§ What needs to be done
Identify every line in the entries that contains the string "thin" and copy each one. Case counts: match only that exact capitalization.

━━ Records for the exercise

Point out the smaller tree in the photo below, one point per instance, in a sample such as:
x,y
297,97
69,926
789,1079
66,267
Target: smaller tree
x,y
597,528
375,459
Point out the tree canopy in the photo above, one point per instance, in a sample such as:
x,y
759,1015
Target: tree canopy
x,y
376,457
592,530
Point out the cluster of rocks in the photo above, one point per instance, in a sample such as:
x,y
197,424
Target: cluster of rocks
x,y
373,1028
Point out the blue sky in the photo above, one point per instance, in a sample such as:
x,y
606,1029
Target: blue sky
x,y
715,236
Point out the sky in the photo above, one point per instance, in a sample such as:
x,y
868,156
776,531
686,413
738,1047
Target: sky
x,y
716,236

━━━━
━━ Records for the exercise

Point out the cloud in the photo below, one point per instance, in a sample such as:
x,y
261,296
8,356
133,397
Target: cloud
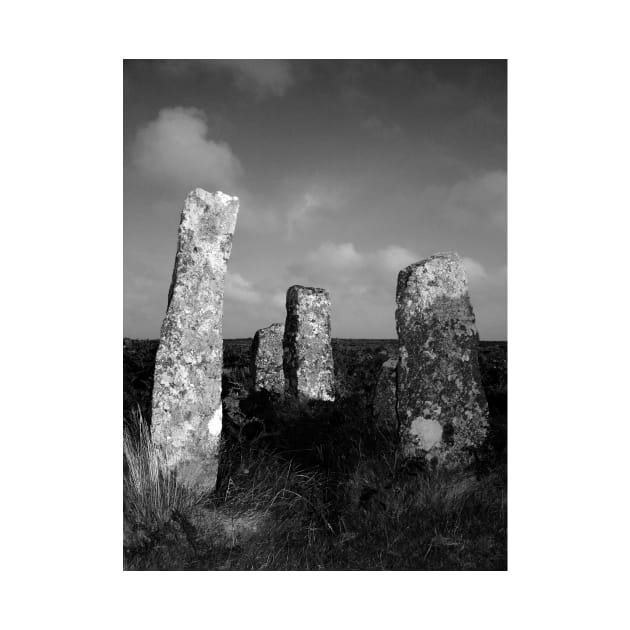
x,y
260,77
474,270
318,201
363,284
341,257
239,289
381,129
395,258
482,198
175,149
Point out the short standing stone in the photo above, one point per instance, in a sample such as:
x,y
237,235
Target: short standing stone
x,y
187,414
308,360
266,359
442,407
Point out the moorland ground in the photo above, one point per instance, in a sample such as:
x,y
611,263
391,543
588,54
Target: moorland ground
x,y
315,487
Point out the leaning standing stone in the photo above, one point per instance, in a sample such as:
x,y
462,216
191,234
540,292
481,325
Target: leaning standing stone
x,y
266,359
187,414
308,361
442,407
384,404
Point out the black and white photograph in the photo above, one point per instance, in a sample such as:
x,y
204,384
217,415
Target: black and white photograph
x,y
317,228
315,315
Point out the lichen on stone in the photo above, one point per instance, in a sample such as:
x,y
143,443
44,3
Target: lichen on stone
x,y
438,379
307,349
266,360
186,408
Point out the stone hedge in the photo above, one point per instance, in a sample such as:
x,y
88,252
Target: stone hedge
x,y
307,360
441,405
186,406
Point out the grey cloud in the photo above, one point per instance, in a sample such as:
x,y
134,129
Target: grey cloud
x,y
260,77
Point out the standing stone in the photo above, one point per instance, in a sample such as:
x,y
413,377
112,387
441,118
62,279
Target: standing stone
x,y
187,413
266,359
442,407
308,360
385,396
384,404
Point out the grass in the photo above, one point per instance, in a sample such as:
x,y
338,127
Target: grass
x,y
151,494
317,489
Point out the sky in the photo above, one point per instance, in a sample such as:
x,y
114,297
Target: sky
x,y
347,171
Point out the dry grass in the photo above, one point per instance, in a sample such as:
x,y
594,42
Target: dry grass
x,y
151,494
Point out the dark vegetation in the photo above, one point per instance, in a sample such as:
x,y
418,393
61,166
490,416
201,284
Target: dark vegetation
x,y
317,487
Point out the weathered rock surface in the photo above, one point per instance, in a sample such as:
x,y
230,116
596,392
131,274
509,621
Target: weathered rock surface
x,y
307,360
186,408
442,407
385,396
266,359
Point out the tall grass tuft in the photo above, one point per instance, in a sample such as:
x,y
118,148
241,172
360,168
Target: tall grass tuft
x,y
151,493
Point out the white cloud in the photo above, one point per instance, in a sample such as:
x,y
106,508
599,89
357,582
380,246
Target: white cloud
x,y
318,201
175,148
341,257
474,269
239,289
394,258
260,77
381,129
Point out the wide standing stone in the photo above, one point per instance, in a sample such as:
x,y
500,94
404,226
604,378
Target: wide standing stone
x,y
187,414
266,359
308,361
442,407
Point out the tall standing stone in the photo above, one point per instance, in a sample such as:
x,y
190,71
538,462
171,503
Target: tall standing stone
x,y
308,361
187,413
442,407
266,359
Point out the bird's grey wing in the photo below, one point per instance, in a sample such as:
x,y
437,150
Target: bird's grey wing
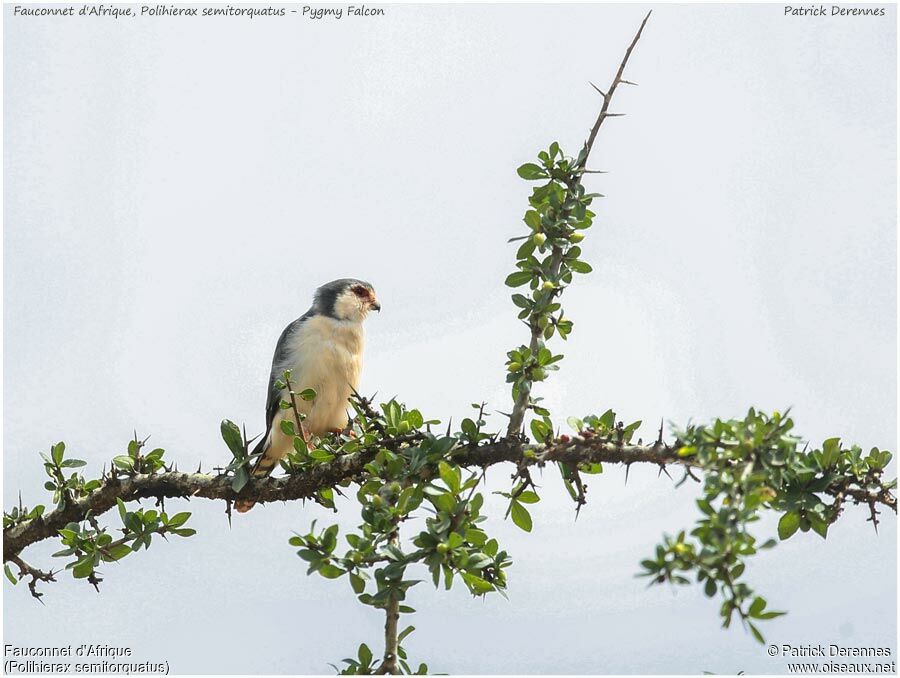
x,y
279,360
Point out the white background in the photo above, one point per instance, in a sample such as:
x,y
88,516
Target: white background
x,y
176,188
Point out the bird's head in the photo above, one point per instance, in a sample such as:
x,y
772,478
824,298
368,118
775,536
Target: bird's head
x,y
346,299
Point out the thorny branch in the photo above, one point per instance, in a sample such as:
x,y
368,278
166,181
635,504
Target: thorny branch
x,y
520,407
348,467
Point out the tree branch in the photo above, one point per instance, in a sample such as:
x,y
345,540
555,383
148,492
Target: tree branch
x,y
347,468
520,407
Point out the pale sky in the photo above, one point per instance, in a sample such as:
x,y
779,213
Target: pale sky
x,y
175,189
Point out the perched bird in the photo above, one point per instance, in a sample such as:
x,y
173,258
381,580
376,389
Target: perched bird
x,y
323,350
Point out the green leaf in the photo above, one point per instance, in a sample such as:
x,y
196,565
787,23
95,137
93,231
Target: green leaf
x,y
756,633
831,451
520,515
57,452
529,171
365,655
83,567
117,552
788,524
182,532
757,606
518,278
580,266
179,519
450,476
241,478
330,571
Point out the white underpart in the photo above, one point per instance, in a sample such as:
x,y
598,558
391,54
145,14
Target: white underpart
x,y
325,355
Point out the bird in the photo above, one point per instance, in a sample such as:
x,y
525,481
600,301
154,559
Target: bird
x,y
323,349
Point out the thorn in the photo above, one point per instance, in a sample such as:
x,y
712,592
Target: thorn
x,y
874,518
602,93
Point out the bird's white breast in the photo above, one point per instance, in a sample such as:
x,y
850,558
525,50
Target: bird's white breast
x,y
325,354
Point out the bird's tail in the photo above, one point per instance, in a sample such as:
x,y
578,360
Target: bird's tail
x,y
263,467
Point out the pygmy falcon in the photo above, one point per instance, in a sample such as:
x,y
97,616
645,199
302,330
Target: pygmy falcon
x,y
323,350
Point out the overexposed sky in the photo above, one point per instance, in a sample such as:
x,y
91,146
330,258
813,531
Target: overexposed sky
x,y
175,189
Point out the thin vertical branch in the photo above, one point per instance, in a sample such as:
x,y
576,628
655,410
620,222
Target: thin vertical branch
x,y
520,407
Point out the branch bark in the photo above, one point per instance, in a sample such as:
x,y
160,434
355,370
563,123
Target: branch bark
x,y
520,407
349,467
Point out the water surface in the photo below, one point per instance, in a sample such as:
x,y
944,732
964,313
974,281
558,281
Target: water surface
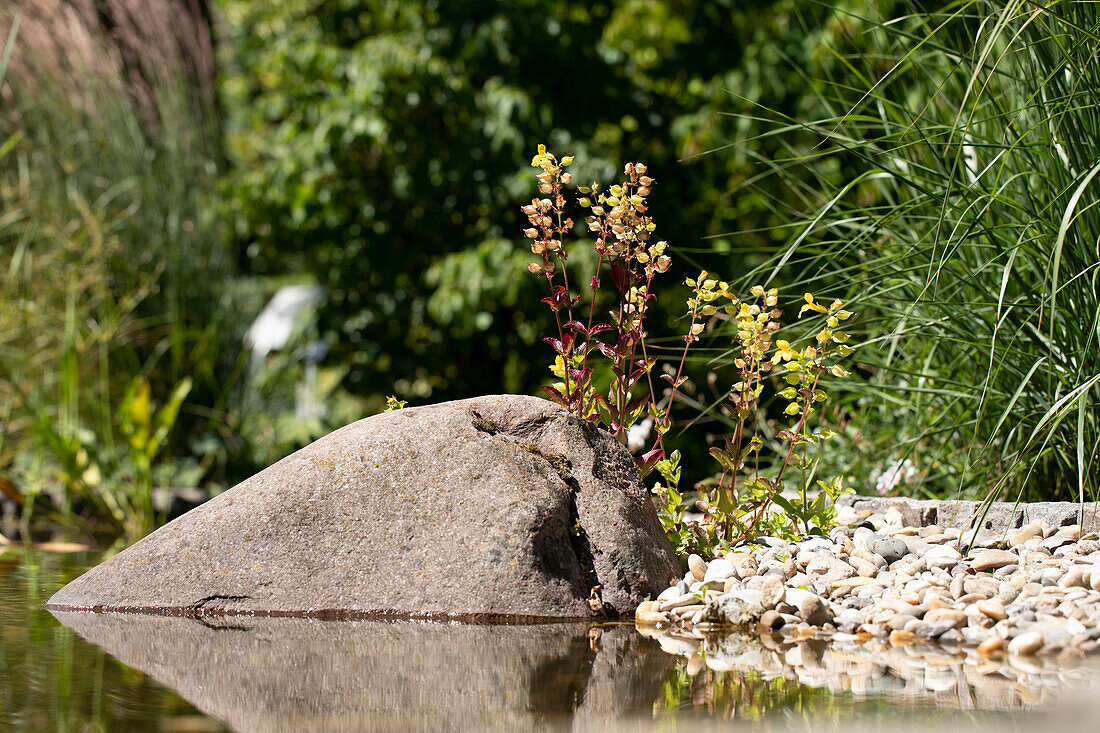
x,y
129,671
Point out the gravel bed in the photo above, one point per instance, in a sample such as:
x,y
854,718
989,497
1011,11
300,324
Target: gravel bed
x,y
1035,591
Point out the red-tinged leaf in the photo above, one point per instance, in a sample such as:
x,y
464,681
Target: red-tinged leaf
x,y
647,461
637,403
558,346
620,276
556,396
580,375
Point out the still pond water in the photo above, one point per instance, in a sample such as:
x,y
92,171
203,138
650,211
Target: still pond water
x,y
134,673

━━━━

§ Written response
Point out the thin vertical branch in the photo above, one point per instance, in a sample such as:
Target: thin vertical branch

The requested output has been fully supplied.